* start INPUT *
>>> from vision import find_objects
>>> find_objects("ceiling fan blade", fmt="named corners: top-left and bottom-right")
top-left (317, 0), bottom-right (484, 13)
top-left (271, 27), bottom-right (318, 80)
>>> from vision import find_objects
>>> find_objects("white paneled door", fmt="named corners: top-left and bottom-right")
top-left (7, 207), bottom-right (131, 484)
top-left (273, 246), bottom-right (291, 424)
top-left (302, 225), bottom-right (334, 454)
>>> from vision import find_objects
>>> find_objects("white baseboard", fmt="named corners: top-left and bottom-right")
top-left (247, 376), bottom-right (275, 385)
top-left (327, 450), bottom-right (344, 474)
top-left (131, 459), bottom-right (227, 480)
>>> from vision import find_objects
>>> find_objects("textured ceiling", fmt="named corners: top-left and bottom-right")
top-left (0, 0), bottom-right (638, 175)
* end INPUT *
* start INPUT *
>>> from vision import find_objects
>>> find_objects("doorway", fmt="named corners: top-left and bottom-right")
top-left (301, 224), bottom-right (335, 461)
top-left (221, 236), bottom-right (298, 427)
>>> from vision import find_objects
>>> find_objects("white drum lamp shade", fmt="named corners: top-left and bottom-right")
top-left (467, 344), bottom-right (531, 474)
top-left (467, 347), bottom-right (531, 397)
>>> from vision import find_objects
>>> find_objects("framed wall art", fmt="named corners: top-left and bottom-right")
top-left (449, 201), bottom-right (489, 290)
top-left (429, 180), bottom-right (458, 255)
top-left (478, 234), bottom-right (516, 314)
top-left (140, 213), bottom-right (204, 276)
* end INPUT *
Return every line of the rows above that contains the string "named". Matching is case-sensitive.

>>> find_objects("ceiling fan blade", fmt="named corners: top-left and bottom-right")
>>> find_objects("white paneled door", fmt="named corners: top-left and bottom-right")
>>> find_objects("white baseboard", fmt="named corners: top-left and bottom-right")
>>> find_objects("textured ceiling", fmt="named corners: top-left and bottom-right")
>>> find_objects("doorway", fmt="named corners: top-left and bottom-right")
>>> find_objects("white drum lamp shade", fmt="named corners: top-left and bottom-right")
>>> find_objects("framed wall art", fmt="named corners: top-left and bottom-right")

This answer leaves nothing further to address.